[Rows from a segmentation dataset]
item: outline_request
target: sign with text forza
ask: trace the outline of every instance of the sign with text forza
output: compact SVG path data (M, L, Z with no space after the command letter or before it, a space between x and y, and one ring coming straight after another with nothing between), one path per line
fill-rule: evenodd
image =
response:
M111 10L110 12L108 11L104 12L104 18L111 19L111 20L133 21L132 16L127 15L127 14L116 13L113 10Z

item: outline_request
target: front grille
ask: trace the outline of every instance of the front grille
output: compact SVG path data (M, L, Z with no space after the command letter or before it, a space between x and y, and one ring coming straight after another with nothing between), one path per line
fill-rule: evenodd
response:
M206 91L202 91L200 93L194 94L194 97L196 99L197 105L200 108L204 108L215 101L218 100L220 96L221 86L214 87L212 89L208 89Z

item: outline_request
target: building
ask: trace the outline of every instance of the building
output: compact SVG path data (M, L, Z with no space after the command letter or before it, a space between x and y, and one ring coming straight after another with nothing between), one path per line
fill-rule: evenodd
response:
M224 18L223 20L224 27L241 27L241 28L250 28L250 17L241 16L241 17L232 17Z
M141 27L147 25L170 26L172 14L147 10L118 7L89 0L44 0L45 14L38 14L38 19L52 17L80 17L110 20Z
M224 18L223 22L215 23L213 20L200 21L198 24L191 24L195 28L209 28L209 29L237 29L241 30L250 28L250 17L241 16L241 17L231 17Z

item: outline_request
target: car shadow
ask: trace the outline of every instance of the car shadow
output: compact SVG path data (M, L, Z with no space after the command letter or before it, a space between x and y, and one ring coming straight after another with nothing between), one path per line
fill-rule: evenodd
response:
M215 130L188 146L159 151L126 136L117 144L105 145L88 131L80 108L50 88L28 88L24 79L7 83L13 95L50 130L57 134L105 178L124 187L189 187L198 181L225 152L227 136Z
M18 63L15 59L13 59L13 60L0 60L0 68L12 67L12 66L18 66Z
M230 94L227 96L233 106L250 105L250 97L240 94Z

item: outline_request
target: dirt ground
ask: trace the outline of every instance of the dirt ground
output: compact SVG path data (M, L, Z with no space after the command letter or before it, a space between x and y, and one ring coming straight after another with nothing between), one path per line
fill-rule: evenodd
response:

What is needed:
Please format every line of the material above as a JSON list of strings, one string per line, with blank lines left out.

Correct output:
[
  "item: outline_request",
  "target: sign with text forza",
  "ask: trace the outline of every instance of the sign with text forza",
  "output: compact SVG path data (M, L, Z with no space after the command letter or before it, a space between x and y, and one ring coming straight after another with nothing between), one path per line",
  "fill-rule: evenodd",
  "image =",
  "response:",
  "M111 10L110 12L108 11L104 12L104 18L111 19L111 20L133 21L132 16L127 15L127 14L116 13L113 10Z",
  "item: outline_request",
  "target: front grille",
  "ask: trace the outline of every instance of the front grille",
  "output: compact SVG path data (M, L, Z with no space after the command letter or before it, a space between x and y, and one ring coming straight after another with nothing between), one path per line",
  "fill-rule: evenodd",
  "response:",
  "M206 91L202 91L200 93L194 94L194 97L196 99L197 105L200 108L204 108L215 101L218 100L220 96L221 86L214 87L212 89L208 89Z",
  "item: outline_request",
  "target: building",
  "ask: trace the outline of every instance of the building",
  "output: compact SVG path data (M, L, Z with no space after the command letter or before it, a space between x and y, and one ring coming straight after another with nothing between), one path per line",
  "fill-rule: evenodd",
  "response:",
  "M224 18L223 20L224 27L241 27L241 28L250 28L250 17L241 16L241 17L232 17Z",
  "M141 27L147 25L170 26L172 14L147 10L118 7L89 0L44 0L45 14L38 14L38 19L52 17L80 17L110 20Z",
  "M224 18L223 22L215 23L213 20L200 21L198 24L191 24L195 28L209 28L209 29L237 29L241 30L250 28L250 17L241 16L241 17L231 17Z",
  "item: outline_request",
  "target: car shadow",
  "ask: trace the outline of every instance of the car shadow",
  "output: compact SVG path data (M, L, Z with no space after the command letter or before it, a space between x and y, and one ring coming straight after another with nothing between), one path per line",
  "fill-rule: evenodd",
  "response:",
  "M215 130L188 146L159 151L126 136L117 144L105 145L88 131L80 108L50 88L28 88L24 79L7 83L13 95L50 130L57 134L105 178L124 187L189 187L198 181L225 152L227 136Z",
  "M18 63L15 59L13 59L13 60L0 60L0 68L12 67L12 66L18 66Z",
  "M230 94L227 96L233 106L250 105L250 97L240 94Z",
  "item: outline_request",
  "target: dirt ground",
  "ask: trace the outline of every instance of the dirt ground",
  "output: compact SVG path data (M, L, Z with no space after the command letter or before it, a space between x and y, and one ring coming straight after another with nothing between), one path per line",
  "fill-rule: evenodd",
  "response:"
]